++++ Text provided ++++

The bell, called the boban of Coemgen, reappears much later in history as a relic on which oaths were taken (Annals of Clonmacnois, anno 1139; Four Masters, anno 1143).  It was doubtless a relic preserved at Glendaloch, in which the people of Clonmacnois rightly or wrongly claimed a part-proprietorship.  The name is obscure:  it means, according to O’Davoren’s Glossary, a calf or little cow:  and Plummer (VSH, i, p. clxxvii) suggests that this name may be an allusion to its small size.  But why “calf”?  Is it an allusion to the original use of the type of bells used for ecclesiastical purposes in Ireland, as cow-bells?

Angels were seen by Saint Colman to fill the space between heaven and earth to receive the soul of Pope Gregory (VSH, i, 264).

LI.  THE EARTH OF CIARAN’S TOMB DELIVERS COLUM CILLE FROM A WHIRLPOOL (LA, LB)

++++

• **Set task A**
Pull out each line of the entries that contains the word "hand".

++++ Provided entries ++++

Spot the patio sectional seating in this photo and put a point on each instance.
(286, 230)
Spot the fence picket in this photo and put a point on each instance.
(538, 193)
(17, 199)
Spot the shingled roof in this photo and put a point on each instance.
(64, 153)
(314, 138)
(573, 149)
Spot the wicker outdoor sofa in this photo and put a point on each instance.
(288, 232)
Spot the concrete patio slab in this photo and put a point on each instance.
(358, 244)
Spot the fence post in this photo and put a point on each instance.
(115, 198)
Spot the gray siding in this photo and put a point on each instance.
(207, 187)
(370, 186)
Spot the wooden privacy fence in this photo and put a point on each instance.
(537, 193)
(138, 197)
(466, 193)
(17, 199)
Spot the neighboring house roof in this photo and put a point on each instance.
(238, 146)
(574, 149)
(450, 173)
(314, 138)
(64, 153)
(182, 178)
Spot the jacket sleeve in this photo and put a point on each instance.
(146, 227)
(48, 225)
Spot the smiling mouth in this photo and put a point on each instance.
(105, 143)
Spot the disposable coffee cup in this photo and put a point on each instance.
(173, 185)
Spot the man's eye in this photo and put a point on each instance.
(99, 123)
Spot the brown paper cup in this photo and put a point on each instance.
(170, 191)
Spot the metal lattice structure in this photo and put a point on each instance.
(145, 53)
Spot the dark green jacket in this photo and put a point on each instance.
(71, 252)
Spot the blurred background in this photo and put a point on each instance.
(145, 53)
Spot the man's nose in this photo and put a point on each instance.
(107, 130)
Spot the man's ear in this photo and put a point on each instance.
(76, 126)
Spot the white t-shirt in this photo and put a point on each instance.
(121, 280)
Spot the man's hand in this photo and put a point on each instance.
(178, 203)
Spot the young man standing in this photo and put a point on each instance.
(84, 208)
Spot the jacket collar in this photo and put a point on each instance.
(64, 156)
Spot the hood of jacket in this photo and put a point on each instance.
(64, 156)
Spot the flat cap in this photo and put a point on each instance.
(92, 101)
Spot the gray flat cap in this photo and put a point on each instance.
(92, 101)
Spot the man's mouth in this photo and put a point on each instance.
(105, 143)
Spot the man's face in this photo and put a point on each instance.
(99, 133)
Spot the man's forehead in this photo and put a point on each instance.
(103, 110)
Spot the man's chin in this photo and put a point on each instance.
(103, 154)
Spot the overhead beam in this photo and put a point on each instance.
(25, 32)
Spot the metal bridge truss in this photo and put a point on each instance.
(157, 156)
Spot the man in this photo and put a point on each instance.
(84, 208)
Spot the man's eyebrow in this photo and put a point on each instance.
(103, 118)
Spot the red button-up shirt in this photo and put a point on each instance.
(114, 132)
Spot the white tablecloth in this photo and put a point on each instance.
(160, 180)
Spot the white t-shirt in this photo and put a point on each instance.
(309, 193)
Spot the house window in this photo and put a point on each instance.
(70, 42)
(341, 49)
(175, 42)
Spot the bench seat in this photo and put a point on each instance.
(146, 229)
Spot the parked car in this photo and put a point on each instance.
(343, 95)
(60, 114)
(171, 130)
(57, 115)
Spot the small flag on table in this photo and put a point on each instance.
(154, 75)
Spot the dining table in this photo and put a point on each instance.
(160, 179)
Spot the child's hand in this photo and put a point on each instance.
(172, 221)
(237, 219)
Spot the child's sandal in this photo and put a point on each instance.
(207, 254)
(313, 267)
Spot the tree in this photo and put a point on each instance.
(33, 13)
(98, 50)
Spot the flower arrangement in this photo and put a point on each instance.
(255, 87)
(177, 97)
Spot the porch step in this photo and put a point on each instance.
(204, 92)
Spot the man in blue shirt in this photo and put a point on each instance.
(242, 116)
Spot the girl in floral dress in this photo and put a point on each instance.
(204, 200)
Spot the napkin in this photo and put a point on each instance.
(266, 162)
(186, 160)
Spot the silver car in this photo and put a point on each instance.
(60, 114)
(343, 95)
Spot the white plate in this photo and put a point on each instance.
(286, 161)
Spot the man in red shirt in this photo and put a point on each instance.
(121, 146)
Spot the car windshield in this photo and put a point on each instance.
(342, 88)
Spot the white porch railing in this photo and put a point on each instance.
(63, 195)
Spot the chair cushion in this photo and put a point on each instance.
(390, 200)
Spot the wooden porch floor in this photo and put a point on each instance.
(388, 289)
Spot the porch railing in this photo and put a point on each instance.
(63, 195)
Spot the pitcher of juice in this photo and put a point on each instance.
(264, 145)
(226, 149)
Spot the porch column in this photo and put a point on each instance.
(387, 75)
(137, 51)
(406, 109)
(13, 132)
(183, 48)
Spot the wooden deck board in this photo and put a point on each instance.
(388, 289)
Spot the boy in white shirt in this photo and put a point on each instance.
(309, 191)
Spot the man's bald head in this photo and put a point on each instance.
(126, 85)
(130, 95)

++++

• **Set task B**
Write the next part of the passage on Irish saints and their relics, starting right after its last line.

• **Right answer A**
Spot the man's hand in this photo and put a point on each instance.
Spot the child's hand in this photo and put a point on each instance.

• **Right answer B**
This is perhaps an imitation of the tale of the Empress Helena, who, when returning after her discovery of the True Cross, was delivered from a storm by casting one of the Nails into the sea.  Colum Cille was saved from the whirlpool of Coire Bhreacain (Corrievreckan, between Jura and Scarba) on another (?) occasion, by reciting a hymn to Brigit (LL, 1706).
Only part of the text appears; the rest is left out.